## WRITTEN INSTRUCTION
Return every line of the items below that contains the string "spotted", matching case exactly.

:: DATA ROWS

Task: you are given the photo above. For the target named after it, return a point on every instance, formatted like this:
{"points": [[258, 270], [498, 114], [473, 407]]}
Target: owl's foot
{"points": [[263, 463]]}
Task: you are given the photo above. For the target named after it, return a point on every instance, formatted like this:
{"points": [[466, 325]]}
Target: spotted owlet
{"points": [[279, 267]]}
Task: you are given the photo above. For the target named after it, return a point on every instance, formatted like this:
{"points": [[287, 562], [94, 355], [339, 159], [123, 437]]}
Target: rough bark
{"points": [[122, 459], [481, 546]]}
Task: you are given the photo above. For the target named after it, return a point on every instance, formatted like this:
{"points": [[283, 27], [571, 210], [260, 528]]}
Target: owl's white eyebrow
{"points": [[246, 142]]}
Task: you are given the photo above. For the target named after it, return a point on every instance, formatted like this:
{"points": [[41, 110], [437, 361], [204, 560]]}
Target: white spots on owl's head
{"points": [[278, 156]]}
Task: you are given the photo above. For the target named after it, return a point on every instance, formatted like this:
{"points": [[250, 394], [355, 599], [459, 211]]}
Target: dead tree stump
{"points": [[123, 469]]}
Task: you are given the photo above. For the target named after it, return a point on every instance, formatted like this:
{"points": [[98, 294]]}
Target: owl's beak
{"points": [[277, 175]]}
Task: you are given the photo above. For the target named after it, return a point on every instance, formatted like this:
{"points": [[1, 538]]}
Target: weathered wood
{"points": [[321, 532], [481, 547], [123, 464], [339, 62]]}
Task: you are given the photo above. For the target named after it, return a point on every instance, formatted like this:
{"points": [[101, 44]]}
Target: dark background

::::
:: DATA ROWS

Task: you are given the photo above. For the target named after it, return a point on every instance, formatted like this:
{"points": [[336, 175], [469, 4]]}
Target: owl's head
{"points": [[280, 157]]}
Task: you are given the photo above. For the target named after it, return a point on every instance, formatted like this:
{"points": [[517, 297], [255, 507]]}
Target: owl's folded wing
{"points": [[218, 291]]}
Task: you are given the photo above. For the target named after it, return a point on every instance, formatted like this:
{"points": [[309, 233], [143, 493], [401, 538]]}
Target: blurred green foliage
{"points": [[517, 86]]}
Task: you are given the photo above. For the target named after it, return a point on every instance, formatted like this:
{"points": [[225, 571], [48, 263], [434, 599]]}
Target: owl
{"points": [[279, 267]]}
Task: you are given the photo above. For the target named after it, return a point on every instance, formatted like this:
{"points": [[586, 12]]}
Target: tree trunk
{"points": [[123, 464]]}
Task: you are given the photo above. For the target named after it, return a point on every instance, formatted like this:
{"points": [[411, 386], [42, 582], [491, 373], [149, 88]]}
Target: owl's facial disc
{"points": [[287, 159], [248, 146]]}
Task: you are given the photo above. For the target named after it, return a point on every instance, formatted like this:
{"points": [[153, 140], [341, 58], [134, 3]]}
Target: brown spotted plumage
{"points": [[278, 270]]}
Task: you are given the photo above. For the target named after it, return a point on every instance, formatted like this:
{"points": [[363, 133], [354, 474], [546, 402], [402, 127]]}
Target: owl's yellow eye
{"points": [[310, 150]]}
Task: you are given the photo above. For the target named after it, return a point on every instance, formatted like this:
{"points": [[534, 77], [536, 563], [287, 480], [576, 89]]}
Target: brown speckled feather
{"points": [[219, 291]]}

::::
:: DATA ROWS

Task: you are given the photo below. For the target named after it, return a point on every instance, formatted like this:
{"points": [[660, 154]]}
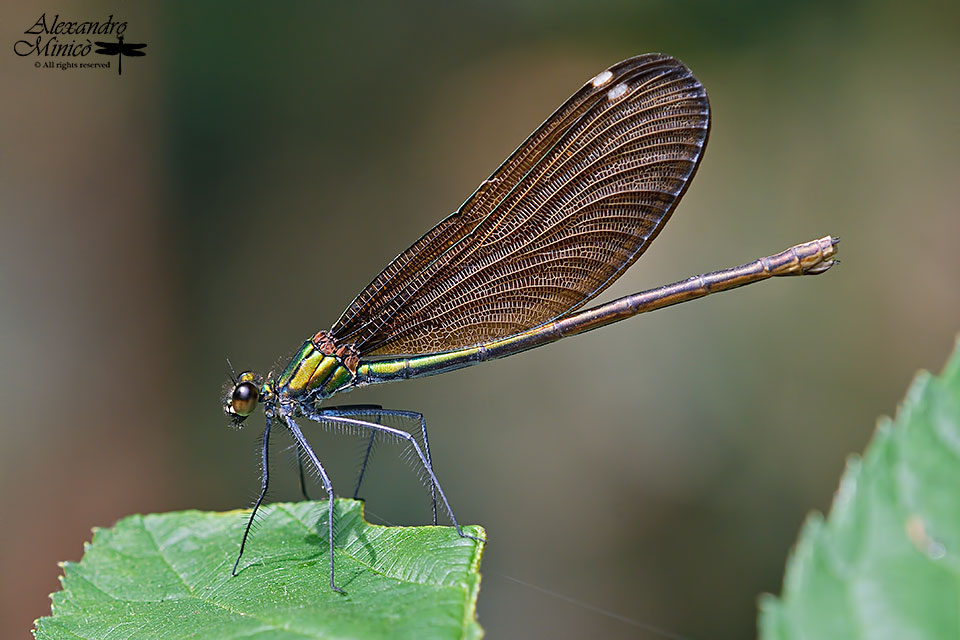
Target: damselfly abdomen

::::

## ANSWER IN FULL
Target: spotted owlet
Target: brown spotted plumage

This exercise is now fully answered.